:: Data extract ::

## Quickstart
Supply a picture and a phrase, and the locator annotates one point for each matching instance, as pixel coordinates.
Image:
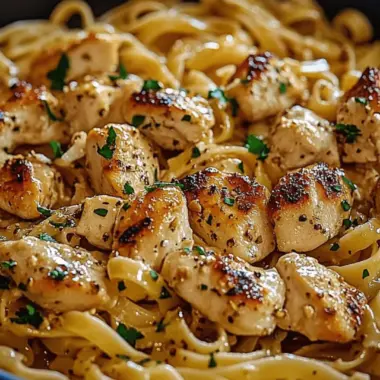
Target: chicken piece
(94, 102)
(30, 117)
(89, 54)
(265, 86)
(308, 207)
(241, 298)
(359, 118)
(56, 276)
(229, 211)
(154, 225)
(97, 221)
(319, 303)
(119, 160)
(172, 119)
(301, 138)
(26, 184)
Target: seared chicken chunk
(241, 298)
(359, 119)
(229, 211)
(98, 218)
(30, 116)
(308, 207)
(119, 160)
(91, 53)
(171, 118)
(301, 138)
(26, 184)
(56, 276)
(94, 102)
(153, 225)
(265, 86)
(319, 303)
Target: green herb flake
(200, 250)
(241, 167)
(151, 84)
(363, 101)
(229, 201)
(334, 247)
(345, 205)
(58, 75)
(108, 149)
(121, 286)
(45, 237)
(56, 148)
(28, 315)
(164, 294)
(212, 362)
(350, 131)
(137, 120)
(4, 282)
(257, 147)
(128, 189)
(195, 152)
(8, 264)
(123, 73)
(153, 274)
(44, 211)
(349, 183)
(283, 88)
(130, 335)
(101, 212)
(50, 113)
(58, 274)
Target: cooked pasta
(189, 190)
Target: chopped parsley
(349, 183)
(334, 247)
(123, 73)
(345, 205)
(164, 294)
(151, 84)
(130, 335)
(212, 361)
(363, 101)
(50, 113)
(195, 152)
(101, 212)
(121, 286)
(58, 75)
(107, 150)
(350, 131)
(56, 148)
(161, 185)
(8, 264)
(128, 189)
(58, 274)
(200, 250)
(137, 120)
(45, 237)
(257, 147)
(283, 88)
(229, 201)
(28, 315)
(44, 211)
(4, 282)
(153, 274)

:::

(About this exercise):
Apart from the images, every line above needs to be printed again exactly.

(Task response):
## Quickstart
Supply a picture and a phrase, and the locator annotates one point for each matching instance, as pixel coordinates.
Image:
Target: chicken piece
(94, 102)
(30, 117)
(89, 54)
(265, 86)
(308, 207)
(241, 298)
(359, 118)
(56, 276)
(229, 211)
(154, 225)
(97, 221)
(319, 303)
(119, 160)
(172, 119)
(301, 138)
(26, 184)
Target: seared chicken chunk
(241, 298)
(359, 119)
(229, 211)
(98, 218)
(30, 116)
(308, 207)
(119, 160)
(91, 53)
(171, 118)
(301, 138)
(26, 184)
(56, 276)
(94, 102)
(153, 225)
(265, 86)
(319, 303)
Target: green herb flake
(200, 250)
(241, 167)
(151, 84)
(363, 101)
(229, 201)
(334, 247)
(345, 205)
(58, 75)
(108, 149)
(121, 286)
(45, 237)
(56, 148)
(28, 315)
(164, 294)
(212, 362)
(350, 131)
(137, 120)
(4, 282)
(257, 147)
(128, 189)
(195, 152)
(8, 264)
(123, 73)
(153, 274)
(44, 211)
(349, 183)
(283, 88)
(130, 335)
(101, 212)
(50, 113)
(58, 274)
Target: cooked pasta
(189, 190)
Target: chopped parsley
(349, 183)
(334, 247)
(123, 73)
(345, 205)
(164, 294)
(151, 84)
(130, 335)
(212, 361)
(363, 101)
(50, 113)
(195, 152)
(101, 212)
(121, 286)
(58, 75)
(107, 150)
(350, 131)
(56, 148)
(161, 185)
(8, 264)
(128, 189)
(58, 274)
(200, 250)
(137, 120)
(45, 237)
(257, 147)
(283, 88)
(229, 201)
(28, 315)
(44, 211)
(4, 282)
(153, 274)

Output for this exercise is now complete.